Task instructions
Extract every entry word for word.
:: Records provided
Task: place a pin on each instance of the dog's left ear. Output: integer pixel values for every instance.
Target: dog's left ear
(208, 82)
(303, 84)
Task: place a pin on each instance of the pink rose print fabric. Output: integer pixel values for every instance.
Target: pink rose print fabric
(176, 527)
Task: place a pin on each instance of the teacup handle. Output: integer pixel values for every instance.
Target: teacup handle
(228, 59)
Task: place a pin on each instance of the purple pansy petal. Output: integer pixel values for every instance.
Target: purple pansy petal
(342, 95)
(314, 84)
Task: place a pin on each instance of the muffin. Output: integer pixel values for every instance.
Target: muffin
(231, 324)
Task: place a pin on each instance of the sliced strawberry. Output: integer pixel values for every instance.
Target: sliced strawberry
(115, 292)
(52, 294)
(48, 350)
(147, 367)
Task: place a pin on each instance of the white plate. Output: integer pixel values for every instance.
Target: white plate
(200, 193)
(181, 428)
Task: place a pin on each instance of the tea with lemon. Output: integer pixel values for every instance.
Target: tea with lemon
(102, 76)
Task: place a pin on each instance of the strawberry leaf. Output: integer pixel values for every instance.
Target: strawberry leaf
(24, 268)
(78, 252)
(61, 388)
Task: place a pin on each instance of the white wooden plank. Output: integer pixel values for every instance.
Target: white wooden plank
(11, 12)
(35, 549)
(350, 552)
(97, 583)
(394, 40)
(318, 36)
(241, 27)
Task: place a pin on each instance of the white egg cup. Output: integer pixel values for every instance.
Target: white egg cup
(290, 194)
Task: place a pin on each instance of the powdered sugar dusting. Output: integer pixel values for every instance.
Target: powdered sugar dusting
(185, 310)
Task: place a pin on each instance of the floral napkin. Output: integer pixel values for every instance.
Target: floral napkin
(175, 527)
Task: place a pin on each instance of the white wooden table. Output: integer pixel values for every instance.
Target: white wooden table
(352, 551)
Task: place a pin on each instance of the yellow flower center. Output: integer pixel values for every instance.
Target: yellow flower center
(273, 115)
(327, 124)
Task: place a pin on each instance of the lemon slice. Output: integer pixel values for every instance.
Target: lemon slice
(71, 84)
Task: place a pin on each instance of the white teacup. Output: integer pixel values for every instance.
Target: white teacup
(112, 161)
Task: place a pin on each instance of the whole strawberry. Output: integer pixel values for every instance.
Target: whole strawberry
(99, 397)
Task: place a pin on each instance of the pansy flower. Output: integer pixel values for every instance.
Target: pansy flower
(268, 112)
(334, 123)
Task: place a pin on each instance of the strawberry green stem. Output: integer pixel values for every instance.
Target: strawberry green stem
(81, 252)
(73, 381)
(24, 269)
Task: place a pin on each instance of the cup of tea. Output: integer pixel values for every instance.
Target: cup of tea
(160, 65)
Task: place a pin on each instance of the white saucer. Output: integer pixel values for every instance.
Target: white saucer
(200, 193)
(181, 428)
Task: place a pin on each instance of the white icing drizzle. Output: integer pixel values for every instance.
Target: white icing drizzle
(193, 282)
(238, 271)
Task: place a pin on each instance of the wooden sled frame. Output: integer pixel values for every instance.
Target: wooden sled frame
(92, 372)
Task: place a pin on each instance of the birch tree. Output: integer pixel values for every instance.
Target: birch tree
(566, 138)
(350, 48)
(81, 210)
::::
Answer for the task
Task: place a pin on each instance of the dog's left ear. Output: integer pixel values for every instance.
Target: dog's left ear
(208, 82)
(303, 84)
Task: place a pin on each instance of the pink rose print fabric. Output: integer pixel values for every instance.
Target: pink rose print fabric
(176, 527)
Task: place a pin on each instance of the teacup handle. Output: integer pixel values for every instance.
Target: teacup handle
(228, 59)
Task: place a pin on each instance of the purple pansy petal. Output: integer pixel values for every instance.
Target: purple pansy petal
(342, 95)
(314, 84)
Task: place a pin on each instance of the muffin. Output: integer pixel values for every instance.
Target: muffin
(231, 324)
Task: place a pin on each instance of the sliced strawberry. Output: integer pixel values for every instance.
Target: sliced strawberry
(115, 292)
(52, 294)
(48, 350)
(147, 367)
Task: place a pin on each instance of the white plate. Output: integer pixel values for every instance.
Target: white plate
(200, 193)
(181, 428)
Task: place a pin on each instance of the tea with lemon. Output: integer pixel values for every instance.
Target: tea with lemon
(102, 76)
Task: place a pin on each instance of the strawberry leaf. Output: integer pixel values for every instance.
Target: strawberry leaf
(24, 268)
(78, 252)
(61, 388)
Task: place a pin on each instance of the white wooden plank. Output: integer pixel values for every instance.
Target: white wooden plank
(11, 12)
(35, 549)
(350, 552)
(97, 583)
(394, 40)
(318, 36)
(241, 27)
Task: place a pin on each instance of the white egg cup. Output: integer pixel values for every instance.
Target: white egg cup
(290, 194)
Task: place a pin on each instance of the powdered sugar dusting. Output: integer pixel values for every instance.
Target: powdered sugar dusting
(185, 310)
Task: place a pin on each instance of the floral napkin. Output: integer pixel values for every instance.
Target: floral napkin
(175, 527)
Task: place a pin on each instance of the white wooden table. Output: integer pixel values for every instance.
Target: white wooden table
(352, 551)
Task: place a pin on each instance of the yellow flower center. Output: integer pixel values for every instance.
Target: yellow flower center
(273, 115)
(327, 124)
Task: place a pin on each instance of the lemon slice. Output: integer pixel values for every instance.
Target: lemon slice
(71, 84)
Task: place a pin on each instance of the white teacup. Output: integer pixel values for every instance.
Target: white teacup
(112, 161)
Task: place a pin on each instance of the whole strawberry. Output: integer pixel values for every instance.
Target: whole strawberry
(99, 397)
Task: place a pin on each instance of the pansy flower. Output: integer pixel values for every instance.
Target: pansy flower
(268, 112)
(334, 123)
Task: place a pin on each instance of the strawberry green stem. Output: integer pixel values for every instance.
Target: strawberry green stem
(81, 252)
(73, 381)
(24, 269)
Task: place a pin on each instance of the cup of tea. Output: integer pixel values for every instance.
Target: cup of tea
(160, 65)
Task: place a pin on each instance of the white saucer. Output: integer pixel values for every instance.
Target: white saucer
(200, 193)
(181, 428)
Task: place a pin on each instance of the white icing drizzle. Output: integer pixel values for every instance.
Target: white icing drizzle
(193, 282)
(238, 271)
Task: place a pin on each instance of the wooden sled frame. Output: integer pixel values for every instance.
Target: wooden sled frame
(92, 372)
Task: place a pin on each instance of the birch tree. Output: integer pixel values for every instance.
Target: birch tree
(566, 138)
(350, 48)
(81, 210)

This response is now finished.